**Extrait présenté:**
:::

Le 17/09/2024 à 08h11

«C’est inimaginable le niveau de souffrance à Gaza, le niveau de morts et de destruction n’a pas de parallèle avec ce que j’ai pu voir depuis que je suis secrétaire général», a déclaré Antonio Guterres, à ce poste depuis début 2017.

«Évidemment, nous condamnons toutes les attaques terroristes du Hamas, ainsi que les prises d’otages», mais «la vérité est que rien ne justifie la punition collective de la population palestinienne, et c’est ce que nous voyons de façon dramatique à Gaza», a-t-il ajouté, décrivant les morts, les destructions, la faim, les maladies que subit le territoire assiégé.

Le 7 octobre 2023, des commandos du Hamas infiltrés depuis Gaza dans le sud d’Israël ont mené une attaque d’une ampleur et d’une violence sans précédent, qui a entraîné la mort de 1.205 personnes, en majorité des civils, selon un décompte de l’AFP fondé sur les chiffres officiels qui inclut les otages tués en captivité.

En représailles, Israël a promis de détruire le Hamas, au pouvoir à Gaza depuis 2007, et son offensive aérienne et terrestre a fait au moins 41.226 morts, selon le ministère de la Santé du gouvernement du Hamas à Gaza.

:::

(Données de pointage ancrées dans l'image)
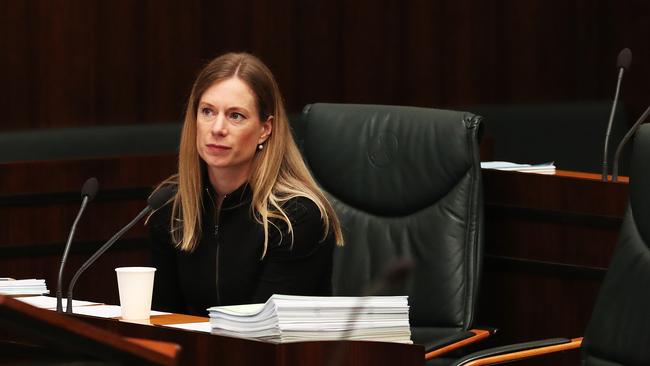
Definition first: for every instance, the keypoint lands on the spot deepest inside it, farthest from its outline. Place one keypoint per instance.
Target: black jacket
(227, 268)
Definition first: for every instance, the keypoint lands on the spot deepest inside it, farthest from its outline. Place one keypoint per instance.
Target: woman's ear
(267, 128)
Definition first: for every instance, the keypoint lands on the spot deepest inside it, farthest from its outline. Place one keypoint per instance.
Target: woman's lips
(215, 148)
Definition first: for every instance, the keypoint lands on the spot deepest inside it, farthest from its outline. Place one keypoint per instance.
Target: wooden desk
(200, 348)
(549, 239)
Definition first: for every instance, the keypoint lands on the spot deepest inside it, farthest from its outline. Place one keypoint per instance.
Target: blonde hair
(278, 171)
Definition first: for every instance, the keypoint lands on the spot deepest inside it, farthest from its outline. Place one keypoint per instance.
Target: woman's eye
(206, 111)
(236, 116)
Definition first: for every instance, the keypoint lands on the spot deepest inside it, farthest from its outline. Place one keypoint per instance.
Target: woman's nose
(219, 126)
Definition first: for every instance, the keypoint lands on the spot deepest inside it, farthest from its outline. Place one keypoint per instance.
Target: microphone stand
(627, 136)
(59, 287)
(611, 121)
(99, 252)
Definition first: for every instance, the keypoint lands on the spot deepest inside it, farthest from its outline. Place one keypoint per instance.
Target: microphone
(627, 136)
(622, 63)
(88, 192)
(154, 202)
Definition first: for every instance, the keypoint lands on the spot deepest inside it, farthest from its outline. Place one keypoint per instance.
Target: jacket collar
(241, 196)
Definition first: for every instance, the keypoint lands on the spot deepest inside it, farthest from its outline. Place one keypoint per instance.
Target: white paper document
(285, 318)
(9, 286)
(545, 168)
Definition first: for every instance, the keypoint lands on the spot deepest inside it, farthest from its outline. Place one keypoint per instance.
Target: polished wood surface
(201, 348)
(548, 243)
(81, 63)
(549, 238)
(40, 199)
(522, 355)
(479, 334)
(60, 332)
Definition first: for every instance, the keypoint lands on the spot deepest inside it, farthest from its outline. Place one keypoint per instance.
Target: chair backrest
(405, 182)
(619, 330)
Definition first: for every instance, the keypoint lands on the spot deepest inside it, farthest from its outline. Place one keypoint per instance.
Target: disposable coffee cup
(135, 285)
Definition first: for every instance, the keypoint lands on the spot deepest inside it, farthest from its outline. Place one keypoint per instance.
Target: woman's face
(229, 127)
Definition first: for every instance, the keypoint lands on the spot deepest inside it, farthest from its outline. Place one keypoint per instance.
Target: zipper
(216, 237)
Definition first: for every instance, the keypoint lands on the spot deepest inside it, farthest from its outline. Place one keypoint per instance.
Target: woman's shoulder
(306, 236)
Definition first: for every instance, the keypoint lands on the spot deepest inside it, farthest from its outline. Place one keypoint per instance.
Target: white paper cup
(135, 285)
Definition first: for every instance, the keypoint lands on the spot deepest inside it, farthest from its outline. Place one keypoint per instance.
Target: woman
(248, 220)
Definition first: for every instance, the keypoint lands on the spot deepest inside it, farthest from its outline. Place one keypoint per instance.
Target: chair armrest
(438, 348)
(518, 351)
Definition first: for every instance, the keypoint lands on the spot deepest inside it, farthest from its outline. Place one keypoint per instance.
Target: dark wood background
(75, 63)
(91, 62)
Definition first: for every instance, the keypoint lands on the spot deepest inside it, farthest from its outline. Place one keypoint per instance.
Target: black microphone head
(89, 189)
(624, 59)
(160, 196)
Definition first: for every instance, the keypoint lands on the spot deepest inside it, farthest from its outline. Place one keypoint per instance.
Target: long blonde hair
(278, 171)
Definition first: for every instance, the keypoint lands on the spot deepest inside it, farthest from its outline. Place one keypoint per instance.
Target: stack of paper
(285, 318)
(9, 286)
(545, 168)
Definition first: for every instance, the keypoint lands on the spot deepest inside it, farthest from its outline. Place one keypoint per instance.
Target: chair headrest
(382, 158)
(640, 182)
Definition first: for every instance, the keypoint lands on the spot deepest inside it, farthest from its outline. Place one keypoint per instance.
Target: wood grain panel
(78, 63)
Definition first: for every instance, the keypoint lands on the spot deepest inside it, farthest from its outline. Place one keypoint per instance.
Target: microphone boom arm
(99, 252)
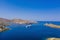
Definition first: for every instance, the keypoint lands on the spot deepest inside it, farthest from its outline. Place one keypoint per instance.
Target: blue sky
(43, 10)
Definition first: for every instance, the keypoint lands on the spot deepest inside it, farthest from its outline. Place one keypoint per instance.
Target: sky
(40, 10)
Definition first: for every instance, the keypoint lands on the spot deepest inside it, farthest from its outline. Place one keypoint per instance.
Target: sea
(35, 32)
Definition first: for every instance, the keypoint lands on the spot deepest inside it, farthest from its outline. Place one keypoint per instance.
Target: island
(52, 25)
(4, 23)
(53, 38)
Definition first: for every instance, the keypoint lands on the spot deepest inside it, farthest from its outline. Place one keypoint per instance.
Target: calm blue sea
(35, 32)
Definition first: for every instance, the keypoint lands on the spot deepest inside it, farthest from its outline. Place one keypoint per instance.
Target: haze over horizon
(43, 10)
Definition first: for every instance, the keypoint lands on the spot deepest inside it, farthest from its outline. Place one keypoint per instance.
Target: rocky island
(6, 22)
(53, 38)
(20, 21)
(52, 25)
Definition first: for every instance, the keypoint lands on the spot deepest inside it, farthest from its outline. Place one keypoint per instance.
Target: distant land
(52, 25)
(53, 38)
(18, 21)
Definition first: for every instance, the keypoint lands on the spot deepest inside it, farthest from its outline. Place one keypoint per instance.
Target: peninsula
(52, 25)
(6, 22)
(53, 38)
(20, 21)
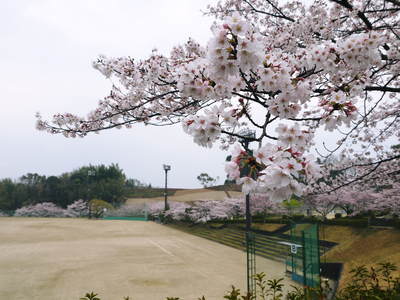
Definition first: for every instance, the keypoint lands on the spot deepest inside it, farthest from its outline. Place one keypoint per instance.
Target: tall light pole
(247, 137)
(166, 169)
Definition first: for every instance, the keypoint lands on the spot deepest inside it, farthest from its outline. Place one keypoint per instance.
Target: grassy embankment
(356, 246)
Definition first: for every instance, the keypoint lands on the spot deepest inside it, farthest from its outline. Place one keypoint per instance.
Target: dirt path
(61, 259)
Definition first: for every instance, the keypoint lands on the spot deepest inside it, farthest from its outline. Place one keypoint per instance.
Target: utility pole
(247, 137)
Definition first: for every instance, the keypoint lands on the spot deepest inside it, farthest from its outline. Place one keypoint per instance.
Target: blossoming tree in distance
(288, 70)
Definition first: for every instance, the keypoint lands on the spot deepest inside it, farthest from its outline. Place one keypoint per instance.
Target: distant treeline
(107, 183)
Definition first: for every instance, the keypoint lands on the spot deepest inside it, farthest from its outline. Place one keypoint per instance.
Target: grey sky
(46, 51)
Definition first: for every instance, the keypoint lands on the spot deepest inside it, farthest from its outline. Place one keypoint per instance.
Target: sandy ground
(190, 196)
(61, 259)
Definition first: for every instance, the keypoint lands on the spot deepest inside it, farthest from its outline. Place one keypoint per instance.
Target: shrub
(374, 283)
(98, 206)
(45, 209)
(77, 209)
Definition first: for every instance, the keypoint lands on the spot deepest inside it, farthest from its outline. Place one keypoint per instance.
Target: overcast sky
(46, 50)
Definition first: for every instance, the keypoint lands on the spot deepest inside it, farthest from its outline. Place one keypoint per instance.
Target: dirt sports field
(61, 259)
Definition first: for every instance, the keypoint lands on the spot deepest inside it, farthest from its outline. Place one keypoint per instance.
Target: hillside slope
(361, 246)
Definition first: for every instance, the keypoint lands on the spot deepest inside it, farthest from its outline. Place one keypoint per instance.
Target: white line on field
(161, 248)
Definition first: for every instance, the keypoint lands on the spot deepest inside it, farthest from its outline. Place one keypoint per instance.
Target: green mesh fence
(304, 259)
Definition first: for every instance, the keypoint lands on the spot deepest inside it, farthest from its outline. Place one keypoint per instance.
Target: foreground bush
(365, 284)
(45, 209)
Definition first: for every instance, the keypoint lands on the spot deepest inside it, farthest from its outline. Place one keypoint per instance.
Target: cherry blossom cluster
(211, 210)
(275, 170)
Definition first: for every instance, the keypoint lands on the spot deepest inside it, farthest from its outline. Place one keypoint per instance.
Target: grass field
(61, 259)
(189, 195)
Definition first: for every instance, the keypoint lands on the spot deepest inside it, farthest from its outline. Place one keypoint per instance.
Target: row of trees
(102, 182)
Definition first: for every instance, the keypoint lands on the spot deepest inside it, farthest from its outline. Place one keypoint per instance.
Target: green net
(304, 258)
(134, 212)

:::

**Consigne A:**
D'après le passage sur Gaza, depuis quand Antonio Guterres occupe-t-il le poste de secrétaire général ?
**Consigne B:**
Reprenez, s'il vous plaît, le passage sur Gaza à la suite de sa dernière phrase.

**Réponse attendue A:**
Depuis début 2017.

**Réponse attendue B:**
Plus de 200 humanitaires, la plupart de l’ONU, ont également été tués.

Et au nom de tous ces civils, «rendre des comptes est indispensable», a insisté Antonio Guterres. Du côté d’Israël et de ses «violations massives» du droit international, mais aussi du côté du Hamas.

Dans ce contexte, le chef de l’ONU ne cesse de réclamer un cessez-le-feu immédiat, mais les négociations sous l’égide des Etats-Unis, de l’Egypte et du Qatar restent dans l’impasse, et Israël et le Hamas s’accusent mutuellement de ne pas vouloir un accord.

«Déni»

«C’est sans fin», a déploré lundi Antonio Guterres, jugeant qu’il sera «très difficile» de parvenir à un accord, tout en gardant espoir.

Alors que le Premier ministre israélien Benjamin Netanyahu ne répond pas à ses appels depuis octobre, le secrétaire général ne compte pas sur un rapprochement à l’occasion de la semaine de haut niveau de l’Assemblée générale, où il reçoit généralement chaque chef d’Etat et de gouvernement faisant le déplacement.

«Si je comprends bien, il a été dit publiquement qu’il n’a pas l’intention de demander à me rencontrer. Alors bien sûr, la rencontre n’aura probablement pas lieu», a expliqué Antonio Guterres.

Mais ce n’est pas le plus important, a-t-il souligné. «Ce qui compte c’est la souffrance des gens, ce qui compte c’est l’absence de solution politique, ce qui compte c’est le déni constant de la solution à deux Etats et le fait de miner cette solution à deux Etats par des actions sur le terrain, la saisie de terres, les expulsions, les nouvelles colonies, toutes construites illégalement».

Il a d’autre part jugé «improbable» que sa proposition d’une mission onusienne de «surveillance» d’un hypothétique cessez-le-feu soit acceptée par les parties.

Les missions onusiennes nécessitent en particulier le consentement des pays hôtes.

«Pas le pouvoir»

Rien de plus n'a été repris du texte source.